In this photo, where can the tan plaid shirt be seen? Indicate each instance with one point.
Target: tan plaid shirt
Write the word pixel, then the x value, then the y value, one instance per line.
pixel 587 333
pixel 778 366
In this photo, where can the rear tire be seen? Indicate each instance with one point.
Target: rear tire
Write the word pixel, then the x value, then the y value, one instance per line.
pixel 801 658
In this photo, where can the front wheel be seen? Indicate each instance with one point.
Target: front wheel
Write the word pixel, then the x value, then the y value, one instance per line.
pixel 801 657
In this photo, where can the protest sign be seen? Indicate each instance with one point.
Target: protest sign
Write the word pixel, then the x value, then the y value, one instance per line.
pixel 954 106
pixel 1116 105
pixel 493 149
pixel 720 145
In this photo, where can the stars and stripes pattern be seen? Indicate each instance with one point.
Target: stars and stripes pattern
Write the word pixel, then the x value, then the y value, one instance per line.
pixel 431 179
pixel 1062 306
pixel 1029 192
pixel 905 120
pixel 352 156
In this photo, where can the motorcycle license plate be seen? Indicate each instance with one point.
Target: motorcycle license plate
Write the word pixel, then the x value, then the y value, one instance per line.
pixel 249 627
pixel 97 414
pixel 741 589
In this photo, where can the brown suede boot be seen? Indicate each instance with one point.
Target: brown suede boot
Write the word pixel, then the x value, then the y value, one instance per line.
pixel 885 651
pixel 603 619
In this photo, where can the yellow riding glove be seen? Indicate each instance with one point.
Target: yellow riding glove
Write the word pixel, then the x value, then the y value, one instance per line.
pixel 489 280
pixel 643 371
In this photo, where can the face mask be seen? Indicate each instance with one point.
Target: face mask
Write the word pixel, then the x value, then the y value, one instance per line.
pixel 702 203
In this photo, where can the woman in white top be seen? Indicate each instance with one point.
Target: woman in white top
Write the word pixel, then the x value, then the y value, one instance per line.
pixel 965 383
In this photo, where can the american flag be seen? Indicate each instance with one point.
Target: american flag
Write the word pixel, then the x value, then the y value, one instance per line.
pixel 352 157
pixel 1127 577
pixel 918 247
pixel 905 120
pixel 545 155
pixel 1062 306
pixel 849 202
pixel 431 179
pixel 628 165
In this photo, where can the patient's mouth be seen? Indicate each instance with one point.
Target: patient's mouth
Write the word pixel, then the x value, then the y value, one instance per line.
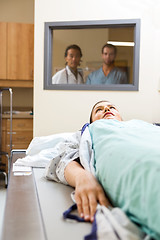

## Description of the task
Gather every line of the data above that contains the string "license", treating uppercase and lowercase letters as different.

## Solution to this task
In this photo, where can the motorcycle license plate be seen? Indicate each instance with one point.
Target: motorcycle license plate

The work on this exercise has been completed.